▶ EXTRACT TO READ:

Monday, February 15, 2010

V-Day

My beautiful Valentine's Day flowers! I would never ask for flowers or expect them, but let's admit, I'm a girl, and I loved getting them for Valentine's Day.
I felt very special and smile every time I look at them!

Saturday, February 13, 2010

Dinner Date and Shopping

My mom and I have decided to start having a monthly mother-daughter date. We live so close so it only makes sense that we take some time each month to just spend an evening together.
I've thoroughly enjoyed our dates and I've found them to be rather enlightening! We've only had a few of these dates so far but on each date I've explained this strange quirk or personality trait that I have and how I'm so perplexed as to why that developed. Usually upon finishing the explanation, mom pipes in and informs me that I probably get that trait from her. These dates are helping me to realize how much of my mom I have in my own personality. It's fascinating! And, sometimes when they come to personality traits that I have that stress me out, it's helpful and calming to know that I'm not in fact crazy and the only person who thinks like I do. There is at least one other person who understands my point of view and feelings.

▶ STORED DATA:

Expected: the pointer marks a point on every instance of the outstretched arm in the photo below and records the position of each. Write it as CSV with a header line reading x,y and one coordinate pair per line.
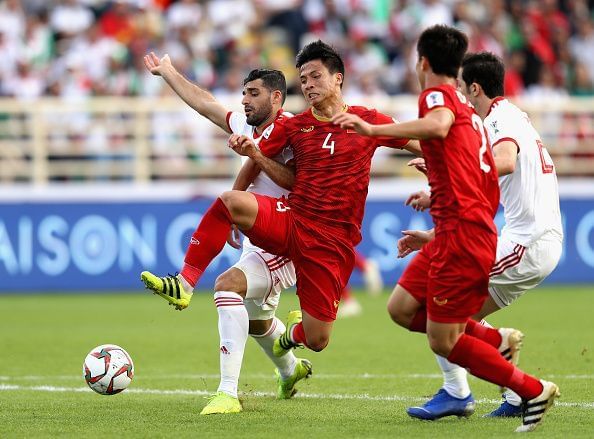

▶ TASKS FOR THIS EXERCISE:
**a.** Rewrite the paragraph of the blog post that begins "I've thoroughly enjoyed our dates" as a short bulleted list that keeps its main facts.
**b.** Answer these questions from the blog post, one per line:
(i) On what day and date was the "V-Day" entry posted?
(ii) How often are the mother-daughter dates meant to happen?
(iii) What is the title of the entry dated Saturday, February 13, 2010?
**c.** Edit the blog post by rewriting everything from "Saturday, February 13, 2010" down to "an evening together." with "evening" replaced by "afternoon".

▶ RESPONSES FOR EACH TASK:
**a.**
- The mother-daughter dates have been enjoyable and rather enlightening.
- There have been only a few so far. On each one, the writer has described a strange quirk or personality trait and wondered how it developed.
- Mom usually responds that the trait probably comes from her.
- The dates show the writer how much of mom is in the writer's own personality.
- For traits that cause stress, it is calming to know that at least one other person thinks the same way and understands.

**b.**
(i) Monday, February 15, 2010
(ii) Monthly
(iii) Dinner Date and Shopping

**c.**
Saturday, February 13, 2010

Dinner Date and Shopping

My mom and I have decided to start having a monthly mother-daughter date. We live so close so it only makes sense that we take some time each month to just spend an afternoon together.